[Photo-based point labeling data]
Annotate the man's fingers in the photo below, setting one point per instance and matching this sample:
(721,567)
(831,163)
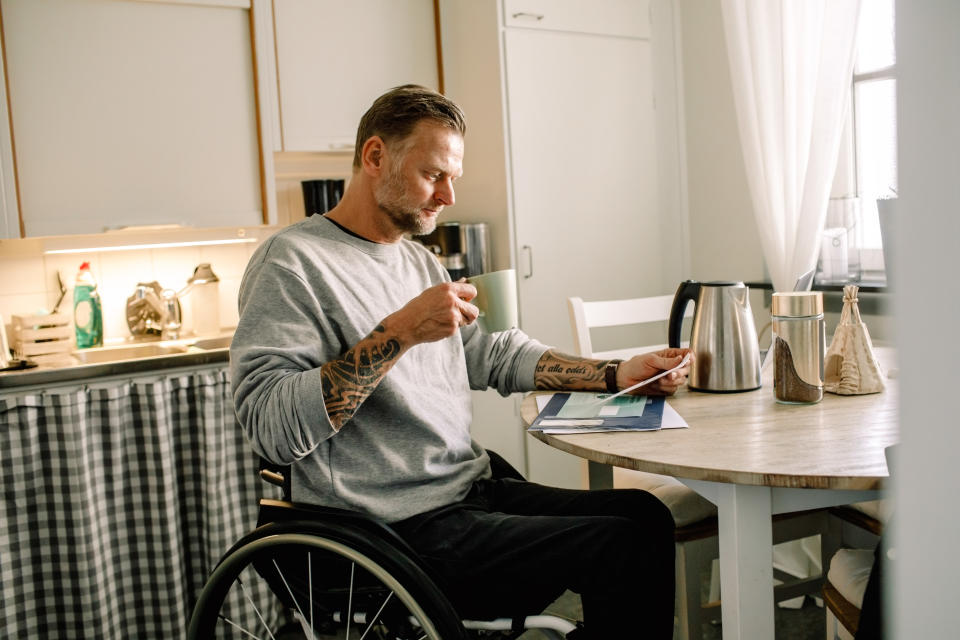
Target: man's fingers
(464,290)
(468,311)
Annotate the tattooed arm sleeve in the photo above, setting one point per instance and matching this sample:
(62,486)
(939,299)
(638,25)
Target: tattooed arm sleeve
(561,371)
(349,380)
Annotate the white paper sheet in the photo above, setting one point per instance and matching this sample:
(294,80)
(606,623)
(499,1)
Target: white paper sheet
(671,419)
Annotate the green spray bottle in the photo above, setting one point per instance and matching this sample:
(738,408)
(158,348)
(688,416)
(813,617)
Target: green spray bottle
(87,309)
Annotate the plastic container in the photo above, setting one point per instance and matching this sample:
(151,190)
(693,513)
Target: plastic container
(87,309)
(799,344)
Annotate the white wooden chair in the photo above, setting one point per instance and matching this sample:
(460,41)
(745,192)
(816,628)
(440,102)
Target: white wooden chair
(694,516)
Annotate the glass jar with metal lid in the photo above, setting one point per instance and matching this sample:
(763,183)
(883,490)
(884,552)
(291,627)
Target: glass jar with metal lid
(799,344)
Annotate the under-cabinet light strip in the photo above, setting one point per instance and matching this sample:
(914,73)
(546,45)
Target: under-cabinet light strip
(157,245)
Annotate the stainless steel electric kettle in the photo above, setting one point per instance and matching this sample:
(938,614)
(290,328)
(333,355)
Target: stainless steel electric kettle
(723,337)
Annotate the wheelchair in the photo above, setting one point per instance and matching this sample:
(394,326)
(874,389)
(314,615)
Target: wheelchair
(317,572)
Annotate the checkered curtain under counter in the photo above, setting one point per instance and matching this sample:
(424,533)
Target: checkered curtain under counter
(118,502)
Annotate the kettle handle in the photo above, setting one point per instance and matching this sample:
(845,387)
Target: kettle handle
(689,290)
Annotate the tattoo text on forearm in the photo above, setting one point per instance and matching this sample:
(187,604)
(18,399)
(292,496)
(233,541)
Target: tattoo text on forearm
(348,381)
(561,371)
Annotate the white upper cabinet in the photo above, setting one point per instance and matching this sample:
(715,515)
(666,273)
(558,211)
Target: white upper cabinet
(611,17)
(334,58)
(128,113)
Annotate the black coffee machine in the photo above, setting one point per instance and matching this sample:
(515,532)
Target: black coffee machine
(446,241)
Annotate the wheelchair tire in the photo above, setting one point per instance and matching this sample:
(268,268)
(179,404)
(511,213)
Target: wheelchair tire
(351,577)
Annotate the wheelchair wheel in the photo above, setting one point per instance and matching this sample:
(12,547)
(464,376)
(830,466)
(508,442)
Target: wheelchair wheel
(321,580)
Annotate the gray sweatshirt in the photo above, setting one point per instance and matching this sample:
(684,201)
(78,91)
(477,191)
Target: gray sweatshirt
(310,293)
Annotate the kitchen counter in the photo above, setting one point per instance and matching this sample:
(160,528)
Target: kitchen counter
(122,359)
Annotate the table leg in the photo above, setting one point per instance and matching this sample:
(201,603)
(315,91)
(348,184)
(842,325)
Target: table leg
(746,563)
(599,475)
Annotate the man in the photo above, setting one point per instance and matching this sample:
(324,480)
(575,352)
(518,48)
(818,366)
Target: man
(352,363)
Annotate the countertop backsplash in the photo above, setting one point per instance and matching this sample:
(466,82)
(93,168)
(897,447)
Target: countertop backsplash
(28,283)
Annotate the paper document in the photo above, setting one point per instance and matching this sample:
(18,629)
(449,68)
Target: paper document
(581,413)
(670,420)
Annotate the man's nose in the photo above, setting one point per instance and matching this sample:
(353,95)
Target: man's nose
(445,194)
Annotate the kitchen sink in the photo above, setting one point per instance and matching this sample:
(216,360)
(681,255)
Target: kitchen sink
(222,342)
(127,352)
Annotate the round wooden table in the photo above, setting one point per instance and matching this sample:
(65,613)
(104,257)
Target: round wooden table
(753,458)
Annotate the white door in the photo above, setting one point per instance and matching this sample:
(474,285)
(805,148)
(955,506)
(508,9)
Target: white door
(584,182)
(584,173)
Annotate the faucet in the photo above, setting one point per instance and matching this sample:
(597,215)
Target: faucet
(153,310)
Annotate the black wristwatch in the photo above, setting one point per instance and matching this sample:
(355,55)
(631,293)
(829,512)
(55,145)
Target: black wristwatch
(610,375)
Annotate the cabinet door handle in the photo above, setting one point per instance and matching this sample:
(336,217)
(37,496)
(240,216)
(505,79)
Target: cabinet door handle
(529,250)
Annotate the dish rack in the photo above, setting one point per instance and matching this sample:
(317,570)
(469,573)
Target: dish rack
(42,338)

— Goal —
Copy verbatim everything from the row containing "Annotate the kitchen sink" down to the last row above, including both ends.

— Solution to this problem —
Annotate the kitchen sink in the photo above, setting one point per instance and matching this sample:
(216,360)
(681,255)
Target: kitchen sink
(222,342)
(127,352)
Annotate the round wooden table in the photo above, setting one point per instance and matching this sample:
(65,613)
(104,257)
Target: round wooden table
(753,458)
Annotate the white door in the photo above, setting one point per instance and matching this sample:
(474,285)
(805,148)
(955,506)
(508,9)
Target: white door
(584,182)
(584,173)
Annotate the faucet in the photo above, setting one point per instance and matching this sample:
(597,215)
Target: faucet
(153,310)
Annotate the black wristwatch in the photo above, setting one point per instance and matching this sample:
(355,55)
(631,293)
(829,512)
(55,145)
Target: black wristwatch
(610,375)
Annotate the cabinet door handle in the photo above, setting one point per instance and matching this sample:
(336,217)
(37,496)
(240,216)
(505,79)
Target: cabinet door handle
(529,250)
Annotate the dish rack in the photo above, setting one point per instance and matching this sample:
(317,570)
(469,573)
Target: dish rack
(42,338)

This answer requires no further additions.